- Excerpted text
Using A Genetic Algorithm To Parameterize A Mathematical Model Of A Porcine Ventricular Cardiomyocyte

Following myocardial infarction (MI), the heart undergoes heterogeneous remodeling, with specific changes in the region surrounding the infarct scar, the border zone (BZ), compared to the more remote myocardium. Post-MI cardiomyocytes’ electrophysiological behavior depends on whether cells are in the BZ or remote. In this study, we seek to understand these heterogeneous electrophysiological changes as well as observed cell-cell variability. We use a genetic algorithm to fit cell-specific mathematical models for individual ventricular cardiomyocytes (vCMs) from post-MI pigs. MI was induced by 120min balloon occlusion of the left anterior descending coronary artery. vCMs were isolated from the BZ and a remote region one month later. Membrane potential recorded via whole-cell patch clamp and calcium transients measured using epifluorescence microscopy were used to fit the mathematical models. In the absence of a published pig cardiomyocyte model, we used the Tomek et al. (2019) human vCM model, modified to remove currents known to be absent in pig vCMs. Populations of cell models were generated by varying maximal conductances across a wide range. These variants were evaluated for their ability to recapitulate the observed electrophysiological data. The strongest variants were propagated with minor mutations and the process repeated for approximately thirty generations. Once the full dataset has been processed, the solutions for each cell will be analyzed to determine which parameter changes are required to fit the human model to the pig experimental data. Comparing the solutions for remote and BZ cells provides a molecular-level view of the changes involved and may identify key currents and transporters. Examining the variation in solutions among regions and cells will help explain what drives the heterogeneity of electrophysiological behavior post-MI.

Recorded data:

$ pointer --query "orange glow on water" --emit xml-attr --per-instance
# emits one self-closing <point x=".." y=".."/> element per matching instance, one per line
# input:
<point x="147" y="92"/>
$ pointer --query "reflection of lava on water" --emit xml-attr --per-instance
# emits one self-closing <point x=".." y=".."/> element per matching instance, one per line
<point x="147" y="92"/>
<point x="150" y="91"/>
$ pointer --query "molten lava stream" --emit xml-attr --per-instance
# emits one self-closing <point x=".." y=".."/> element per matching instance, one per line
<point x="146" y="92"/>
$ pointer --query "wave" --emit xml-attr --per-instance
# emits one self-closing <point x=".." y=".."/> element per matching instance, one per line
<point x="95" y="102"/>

...

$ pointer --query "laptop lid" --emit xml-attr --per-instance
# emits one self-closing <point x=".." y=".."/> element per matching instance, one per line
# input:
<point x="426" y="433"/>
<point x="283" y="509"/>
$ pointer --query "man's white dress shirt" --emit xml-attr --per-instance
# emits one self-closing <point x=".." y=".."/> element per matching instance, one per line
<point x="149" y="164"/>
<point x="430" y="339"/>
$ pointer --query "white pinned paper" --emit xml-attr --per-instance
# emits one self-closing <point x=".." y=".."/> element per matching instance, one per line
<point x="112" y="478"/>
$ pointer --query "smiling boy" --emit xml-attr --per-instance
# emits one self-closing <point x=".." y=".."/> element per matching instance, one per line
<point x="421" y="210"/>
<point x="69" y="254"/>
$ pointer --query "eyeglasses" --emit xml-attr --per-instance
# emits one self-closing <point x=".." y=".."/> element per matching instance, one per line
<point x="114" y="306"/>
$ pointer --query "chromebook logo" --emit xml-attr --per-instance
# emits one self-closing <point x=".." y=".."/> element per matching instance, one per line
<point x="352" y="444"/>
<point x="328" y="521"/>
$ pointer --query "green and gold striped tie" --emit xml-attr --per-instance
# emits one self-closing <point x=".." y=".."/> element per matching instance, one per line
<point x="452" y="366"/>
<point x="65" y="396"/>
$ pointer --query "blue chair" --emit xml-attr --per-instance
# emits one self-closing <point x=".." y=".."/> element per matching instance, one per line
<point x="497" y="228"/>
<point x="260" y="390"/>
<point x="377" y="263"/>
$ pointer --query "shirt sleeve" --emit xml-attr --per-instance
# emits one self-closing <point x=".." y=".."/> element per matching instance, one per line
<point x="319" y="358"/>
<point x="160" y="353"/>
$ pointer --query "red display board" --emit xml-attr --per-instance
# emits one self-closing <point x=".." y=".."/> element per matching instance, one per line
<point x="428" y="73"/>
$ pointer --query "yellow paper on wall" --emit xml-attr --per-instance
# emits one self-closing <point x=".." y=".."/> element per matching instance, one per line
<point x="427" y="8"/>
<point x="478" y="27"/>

---

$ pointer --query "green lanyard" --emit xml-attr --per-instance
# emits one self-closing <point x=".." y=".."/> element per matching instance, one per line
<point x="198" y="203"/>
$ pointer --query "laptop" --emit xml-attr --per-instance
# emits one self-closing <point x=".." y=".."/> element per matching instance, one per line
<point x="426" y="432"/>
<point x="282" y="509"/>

- Work to complete
Please answer these questions from the cardiomyocyte model text:
(a) For how long was the left anterior descending coronary artery occluded to induce MI?
(b) Which published model was used as the basis for the cell models?
(c) For roughly how many generations was the process repeated?
The records are separate material with no connection to the text.

- Task result
(a) 120 minutes
(b) The Tomek et al. (2019) human vCM model
(c) About thirty